Source document:
--------------------------------

Both my 508s received 196 an hour ago. They seem stable, so far...


----------



## aboz (Apr 23, 2002)

I got 196 this morning, so far the 501's are stable with one minor "glitch": in one of my units I have the dish 500 card. As I was flipping through the channels I got a smartcard authorization error, but it only happened that one time though. Does anyone know when we should start seeing the tv enhancements working?


----------



## Mark Holtz (Mar 23, 2002)

I think I saw one of the enhancements last night during a showtime promo while my 501 was in live mode. A message came up saying something like "Press select to order this channel". Unfortunately, by the time I got the video capture up and running, the promo was over, and going back in the buffer didn't bring the message up.


----------



## DmitriA (Aug 6, 2002)

It figures that this is the type of thing that Charlie would use interactive TV for..


----------



## voyagerbob (Jul 14, 2002)

--------------------------------

Dataset content:
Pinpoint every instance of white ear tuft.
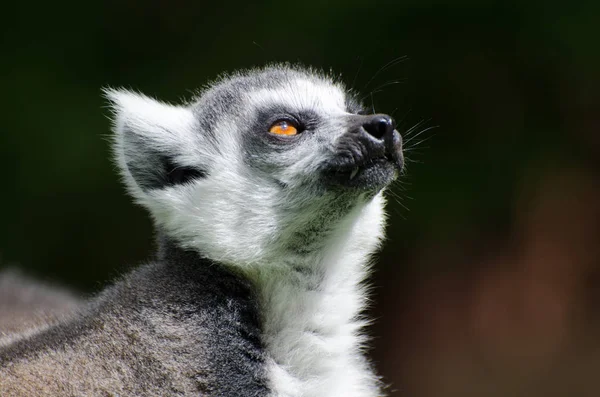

--------------------------------

What the task requires: Continue the forum thread about the 196 receiver software from the point at which it stops.

Response:
> _Originally posted by voyagerbob _
> *Looks like I'm still on version 169. How many have upgrades have I missed. The receiver has been a bit flakey lately but doesn't miss timers or lose recordings. *


Looks like I skipped straight to version 196. I like the info showing up in the events and timers screen.


----------



## Mark Holtz (Mar 23, 2002)

Hmmmm.... well, apparently the premium channel ordering is only being done on Showtime at this time. I have been trying (albiet not very hard) to catch that promo for a screen capture, but it could be pulled from the rotation for the holiday weekend.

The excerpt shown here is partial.